+++ Given data

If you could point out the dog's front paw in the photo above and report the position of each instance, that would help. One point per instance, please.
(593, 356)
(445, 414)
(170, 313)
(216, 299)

++++++

--- Work to complete ---
Set out every line of the listing above as a numbered list, skipping any blank lines.

--- Written reply ---
1. If you could point out the dog's front paw in the photo above and report the position of each instance, that would help. One point per instance, please.
2. (593, 356)
3. (445, 414)
4. (170, 313)
5. (216, 299)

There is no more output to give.